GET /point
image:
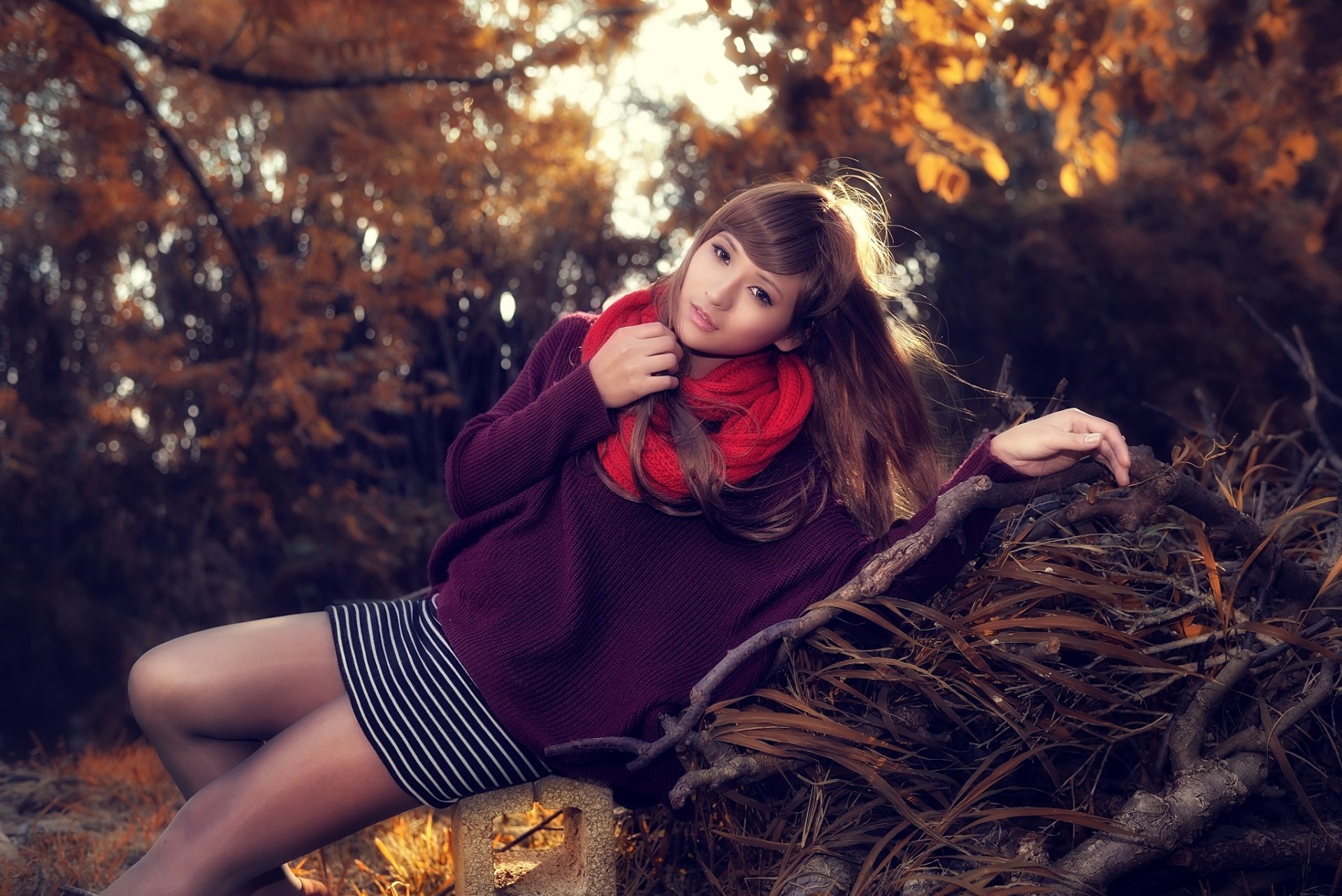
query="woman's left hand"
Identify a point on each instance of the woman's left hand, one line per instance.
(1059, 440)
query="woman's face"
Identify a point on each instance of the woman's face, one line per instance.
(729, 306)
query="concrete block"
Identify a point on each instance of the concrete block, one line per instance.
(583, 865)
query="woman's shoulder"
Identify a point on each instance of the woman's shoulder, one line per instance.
----------------------------------------
• **Your objective**: The response must contain exactly the lines from the one with "Identify a point on each instance of the woman's face, one" through the last line of the material above, both ends included, and no others.

• **Result below**:
Identify a point on each instance of the woman's face, one line per instance.
(729, 306)
query="concrete block"
Identify a point on each instance of the concrete block, one line per instance.
(583, 865)
query="woman's shoulder"
Identify a point on each instance of the woman's shoulder, one line per instance.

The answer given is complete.